┌─ Available records
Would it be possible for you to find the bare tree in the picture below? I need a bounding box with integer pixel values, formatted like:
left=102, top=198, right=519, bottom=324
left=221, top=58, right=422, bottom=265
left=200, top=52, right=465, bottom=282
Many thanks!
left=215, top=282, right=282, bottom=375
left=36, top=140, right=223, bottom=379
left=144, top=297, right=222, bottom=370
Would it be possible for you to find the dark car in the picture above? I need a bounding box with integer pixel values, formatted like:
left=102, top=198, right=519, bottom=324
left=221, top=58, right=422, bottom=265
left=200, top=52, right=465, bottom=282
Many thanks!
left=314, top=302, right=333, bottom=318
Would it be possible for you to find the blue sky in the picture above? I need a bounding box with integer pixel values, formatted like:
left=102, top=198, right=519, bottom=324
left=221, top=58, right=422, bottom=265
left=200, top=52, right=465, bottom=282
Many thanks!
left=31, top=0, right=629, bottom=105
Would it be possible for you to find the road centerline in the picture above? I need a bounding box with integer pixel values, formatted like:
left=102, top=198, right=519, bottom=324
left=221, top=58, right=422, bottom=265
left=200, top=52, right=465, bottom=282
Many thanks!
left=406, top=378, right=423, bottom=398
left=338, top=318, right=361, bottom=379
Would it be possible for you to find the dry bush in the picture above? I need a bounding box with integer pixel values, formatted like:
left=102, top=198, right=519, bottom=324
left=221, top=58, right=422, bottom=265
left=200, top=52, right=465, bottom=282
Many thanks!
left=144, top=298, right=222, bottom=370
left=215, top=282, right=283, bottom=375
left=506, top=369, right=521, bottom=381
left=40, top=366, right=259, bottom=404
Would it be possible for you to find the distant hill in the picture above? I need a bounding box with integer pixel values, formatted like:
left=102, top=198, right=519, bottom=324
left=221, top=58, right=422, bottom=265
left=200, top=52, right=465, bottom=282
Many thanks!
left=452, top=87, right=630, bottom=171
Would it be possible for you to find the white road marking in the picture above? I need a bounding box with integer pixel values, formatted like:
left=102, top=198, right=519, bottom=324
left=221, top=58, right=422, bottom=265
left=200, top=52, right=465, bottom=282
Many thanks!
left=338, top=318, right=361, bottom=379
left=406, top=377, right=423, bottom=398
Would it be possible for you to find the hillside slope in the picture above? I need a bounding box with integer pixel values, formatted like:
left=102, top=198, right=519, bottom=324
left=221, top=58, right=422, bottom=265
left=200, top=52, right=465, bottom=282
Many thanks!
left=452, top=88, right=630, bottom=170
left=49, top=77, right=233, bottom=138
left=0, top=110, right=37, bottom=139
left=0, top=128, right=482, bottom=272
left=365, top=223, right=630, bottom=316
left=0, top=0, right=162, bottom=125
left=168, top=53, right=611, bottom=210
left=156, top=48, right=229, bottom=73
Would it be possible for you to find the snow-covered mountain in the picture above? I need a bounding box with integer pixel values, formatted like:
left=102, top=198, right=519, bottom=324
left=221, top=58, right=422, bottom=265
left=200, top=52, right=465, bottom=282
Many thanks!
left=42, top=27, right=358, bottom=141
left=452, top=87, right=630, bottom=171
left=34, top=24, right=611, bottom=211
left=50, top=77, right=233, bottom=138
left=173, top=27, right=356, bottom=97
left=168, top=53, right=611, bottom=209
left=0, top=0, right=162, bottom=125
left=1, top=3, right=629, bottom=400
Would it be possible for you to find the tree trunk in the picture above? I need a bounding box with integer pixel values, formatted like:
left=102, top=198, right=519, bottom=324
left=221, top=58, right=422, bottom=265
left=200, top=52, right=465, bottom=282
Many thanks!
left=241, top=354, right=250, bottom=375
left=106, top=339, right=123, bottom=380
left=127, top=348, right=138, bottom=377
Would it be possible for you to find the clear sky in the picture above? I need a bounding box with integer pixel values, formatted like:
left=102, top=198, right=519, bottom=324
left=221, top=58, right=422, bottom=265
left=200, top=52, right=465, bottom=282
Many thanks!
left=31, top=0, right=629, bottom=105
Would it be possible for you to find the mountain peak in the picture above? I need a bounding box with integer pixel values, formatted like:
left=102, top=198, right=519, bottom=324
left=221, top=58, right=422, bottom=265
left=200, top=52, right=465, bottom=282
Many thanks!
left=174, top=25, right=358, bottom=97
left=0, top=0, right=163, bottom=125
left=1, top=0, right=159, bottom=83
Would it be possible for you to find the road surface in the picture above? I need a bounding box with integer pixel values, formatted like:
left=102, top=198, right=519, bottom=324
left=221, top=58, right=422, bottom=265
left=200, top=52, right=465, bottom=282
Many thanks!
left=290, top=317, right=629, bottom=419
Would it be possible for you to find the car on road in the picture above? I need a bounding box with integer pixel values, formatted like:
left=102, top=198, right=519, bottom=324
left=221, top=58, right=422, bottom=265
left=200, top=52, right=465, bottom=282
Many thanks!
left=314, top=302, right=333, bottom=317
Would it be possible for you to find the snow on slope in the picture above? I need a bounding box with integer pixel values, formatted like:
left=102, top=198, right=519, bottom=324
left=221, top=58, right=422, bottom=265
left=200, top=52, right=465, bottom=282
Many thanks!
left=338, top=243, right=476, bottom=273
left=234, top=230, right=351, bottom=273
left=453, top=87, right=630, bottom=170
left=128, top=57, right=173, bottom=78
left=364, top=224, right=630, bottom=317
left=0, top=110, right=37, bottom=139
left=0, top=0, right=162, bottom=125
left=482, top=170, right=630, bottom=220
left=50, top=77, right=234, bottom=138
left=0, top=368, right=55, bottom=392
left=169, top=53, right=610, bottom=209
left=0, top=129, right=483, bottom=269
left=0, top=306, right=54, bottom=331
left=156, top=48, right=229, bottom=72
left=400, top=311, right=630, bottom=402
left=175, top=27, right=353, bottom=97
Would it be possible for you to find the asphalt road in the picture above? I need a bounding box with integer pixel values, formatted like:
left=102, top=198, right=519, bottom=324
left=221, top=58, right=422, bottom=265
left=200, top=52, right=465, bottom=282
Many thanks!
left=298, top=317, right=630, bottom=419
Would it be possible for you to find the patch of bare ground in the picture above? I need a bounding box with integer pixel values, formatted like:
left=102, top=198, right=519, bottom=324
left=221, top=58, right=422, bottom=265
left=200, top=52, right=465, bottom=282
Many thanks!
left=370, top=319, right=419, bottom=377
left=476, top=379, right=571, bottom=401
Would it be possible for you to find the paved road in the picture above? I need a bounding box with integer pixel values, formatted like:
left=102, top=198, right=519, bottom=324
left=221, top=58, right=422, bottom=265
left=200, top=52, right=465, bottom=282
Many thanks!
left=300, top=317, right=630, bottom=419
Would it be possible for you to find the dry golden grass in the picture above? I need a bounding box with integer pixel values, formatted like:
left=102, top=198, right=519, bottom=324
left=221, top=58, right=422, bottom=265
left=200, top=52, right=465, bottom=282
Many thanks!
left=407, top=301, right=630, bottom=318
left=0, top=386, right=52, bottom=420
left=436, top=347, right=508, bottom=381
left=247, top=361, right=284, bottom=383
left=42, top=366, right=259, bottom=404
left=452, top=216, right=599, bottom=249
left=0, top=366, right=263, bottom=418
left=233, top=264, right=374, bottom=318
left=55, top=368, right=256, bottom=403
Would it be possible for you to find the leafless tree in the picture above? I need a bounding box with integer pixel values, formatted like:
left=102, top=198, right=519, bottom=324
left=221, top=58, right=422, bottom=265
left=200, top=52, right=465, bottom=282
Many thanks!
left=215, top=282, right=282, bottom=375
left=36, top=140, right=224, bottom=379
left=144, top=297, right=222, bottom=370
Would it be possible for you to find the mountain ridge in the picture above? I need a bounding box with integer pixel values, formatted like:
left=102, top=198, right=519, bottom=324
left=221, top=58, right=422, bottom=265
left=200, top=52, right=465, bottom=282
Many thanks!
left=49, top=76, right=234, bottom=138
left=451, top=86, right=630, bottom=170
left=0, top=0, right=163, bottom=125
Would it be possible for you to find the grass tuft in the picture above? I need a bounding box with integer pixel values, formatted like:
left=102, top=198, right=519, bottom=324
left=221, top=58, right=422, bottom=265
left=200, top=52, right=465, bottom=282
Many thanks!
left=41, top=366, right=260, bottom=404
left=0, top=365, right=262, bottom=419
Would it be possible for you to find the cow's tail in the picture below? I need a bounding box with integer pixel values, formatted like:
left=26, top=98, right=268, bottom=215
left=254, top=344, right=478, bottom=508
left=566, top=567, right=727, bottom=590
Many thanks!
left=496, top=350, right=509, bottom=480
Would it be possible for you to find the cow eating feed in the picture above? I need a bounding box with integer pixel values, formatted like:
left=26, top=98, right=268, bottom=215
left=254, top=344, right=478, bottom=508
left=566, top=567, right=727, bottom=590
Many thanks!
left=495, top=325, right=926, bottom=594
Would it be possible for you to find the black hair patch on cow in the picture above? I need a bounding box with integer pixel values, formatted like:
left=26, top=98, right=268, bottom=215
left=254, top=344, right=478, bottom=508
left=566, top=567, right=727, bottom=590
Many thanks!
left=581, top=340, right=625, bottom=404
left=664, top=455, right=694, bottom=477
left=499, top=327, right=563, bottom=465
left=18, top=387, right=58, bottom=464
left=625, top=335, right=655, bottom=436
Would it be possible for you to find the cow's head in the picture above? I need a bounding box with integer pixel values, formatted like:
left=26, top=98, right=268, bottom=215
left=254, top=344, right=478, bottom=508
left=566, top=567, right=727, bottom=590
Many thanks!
└─
Work instruction |
Your task is to copy every line in the entries that holds the string "slope".

Written answer |
Would it be possible for you to find the hillside slope in the picture above? I need a bounding box with integer pixel values, formatted like:
Would it be possible for you to find the snow on slope in the picture above? I need a bounding box with integer pixel values, formatted like:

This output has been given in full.